**Objetivo da tarefa 1**
Quais grupos de opositores ao projeto de transposição são enumerados no texto sobre o rio São Francisco? Liste todos.

Autor original: Maria Eduarda Mattar
Seção original: Notícias exclusivas para a Rets
![]() | ![]() |
São 2.800 km de um curso de água que leva vida para a população sertaneja e, ultimamente, polêmica para a sociedade brasileira. O projeto de transposição das águas do rio São Francisco esbarra no atropelo da sua condução e na forte resistência de variados setores. A justificativa do governo é levar água às pessoas que sofrem com a seca no semi-árido nordestino, ajudando assim muitos moradores desses locais a escaparem da pobreza. A interpretação de quem se opõe ao projeto é de que ele pretende, na verdade, favorecer a irrigação de grandes áreas privadas de agricultura e o cultivo de camarão em larga escala para exportação.
Com o nome oficial de Projeto de Integração da Bacia do Rio São Francisco às Bacias Hidrográficas do Nordeste Setentrional, a iniciativa pretende, segundo o governo federal, levar água a mais de 12 milhões de pessoas que convivem “com os problemas decorrentes da escassez e da irregularidade das chuvas”. O executor do projeto, o Ministério da Integração Nacional (MIN), assegura que o leito d’água vai continuar no mesmo curso que sempre teve. “Só uma pequena parte do seu volume – ou seja, apenas 1% da água que ele joga no mar – vai ser captada para garantir o consumo humano e animal na região do semi-árido nordestino, onde vivem 12 milhões de pessoas. Não haverá nenhum problema ambiental para o São Francisco ou para qualquer atividade econômica que hoje se desenvolve ao longo de seus 2.700 km de extensão. A quantidade de água a ser retirada é, realmente, muito pequena”, assegura a página especial dedicada ao tema no site do MIN.
Não é o que pensam, porém, os opositores do projeto – grupo que envolve desde governos estaduais e municipais até ambientalistas, passando por cientistas, associações comunitárias e profissionais, numerosas organizações não-governamentais e o Comitê da Bacia Hidrográfica do São Francisco (órgão de gestão e planejamento composto por representantes do governo, dos usuários e da sociedade civil organizada). O grande argumento é de que é preciso primeiro revitalizar o rio, antes de desviar o curso de parte de suas águas.

**Material**
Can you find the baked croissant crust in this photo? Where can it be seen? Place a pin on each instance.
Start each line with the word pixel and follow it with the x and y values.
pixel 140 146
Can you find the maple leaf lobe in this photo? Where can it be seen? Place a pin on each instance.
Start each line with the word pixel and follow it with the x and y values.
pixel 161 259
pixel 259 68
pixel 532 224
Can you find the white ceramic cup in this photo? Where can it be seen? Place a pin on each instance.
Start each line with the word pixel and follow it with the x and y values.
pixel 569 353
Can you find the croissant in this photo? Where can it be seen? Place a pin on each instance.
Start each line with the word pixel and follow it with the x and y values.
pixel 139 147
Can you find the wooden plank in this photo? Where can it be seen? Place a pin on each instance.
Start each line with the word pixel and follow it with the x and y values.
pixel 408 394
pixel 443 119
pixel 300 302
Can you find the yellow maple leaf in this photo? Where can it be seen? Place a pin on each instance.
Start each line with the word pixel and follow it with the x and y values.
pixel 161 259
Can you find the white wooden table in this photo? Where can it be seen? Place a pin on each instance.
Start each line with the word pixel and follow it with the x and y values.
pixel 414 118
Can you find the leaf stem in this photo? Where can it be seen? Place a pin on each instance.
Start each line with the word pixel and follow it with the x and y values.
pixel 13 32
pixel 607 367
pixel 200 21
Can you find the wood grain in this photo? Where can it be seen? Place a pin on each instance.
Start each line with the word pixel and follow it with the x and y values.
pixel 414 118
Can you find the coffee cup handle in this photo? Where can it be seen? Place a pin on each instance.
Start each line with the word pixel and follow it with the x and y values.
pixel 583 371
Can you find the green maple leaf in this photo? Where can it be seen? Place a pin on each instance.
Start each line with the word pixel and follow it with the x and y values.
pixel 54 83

**Objetivo da tarefa 2**
Formate como tabela Markdown, com as colunas Nº e Linha, as linhas da listagem a partir daquela que contém "Can you find the wooden" até o fim da listagem, sem incluir linhas em branco.

**Resposta final 1**
- Governos estaduais e municipais
- Ambientalistas
- Cientistas
- Associações comunitárias e profissionais
- Numerosas organizações não-governamentais
- Comitê da Bacia Hidrográfica do São Francisco

**Resposta final 2**
| Nº | Linha |
|---|---|
| 1 | Can you find the wooden plank in this photo? Where can it be seen? Place a pin on each instance. |
| 2 | Start each line with the word pixel and follow it with the x and y values. |
| 3 | pixel 408 394 |
| 4 | pixel 443 119 |
| 5 | pixel 300 302 |
| 6 | Can you find the yellow maple leaf in this photo? Where can it be seen? Place a pin on each instance. |
| 7 | Start each line with the word pixel and follow it with the x and y values. |
| 8 | pixel 161 259 |
| 9 | Can you find the white wooden table in this photo? Where can it be seen? Place a pin on each instance. |
| 10 | Start each line with the word pixel and follow it with the x and y values. |
| 11 | pixel 414 118 |
| 12 | Can you find the leaf stem in this photo? Where can it be seen? Place a pin on each instance. |
| 13 | Start each line with the word pixel and follow it with the x and y values. |
| 14 | pixel 13 32 |
| 15 | pixel 607 367 |
| 16 | pixel 200 21 |
| 17 | Can you find the wood grain in this photo? Where can it be seen? Place a pin on each instance. |
| 18 | Start each line with the word pixel and follow it with the x and y values. |
| 19 | pixel 414 118 |
| 20 | Can you find the coffee cup handle in this photo? Where can it be seen? Place a pin on each instance. |
| 21 | Start each line with the word pixel and follow it with the x and y values. |
| 22 | pixel 583 371 |
| 23 | Can you find the green maple leaf in this photo? Where can it be seen? Place a pin on each instance. |
| 24 | Start each line with the word pixel and follow it with the x and y values. |
| 25 | pixel 54 83 |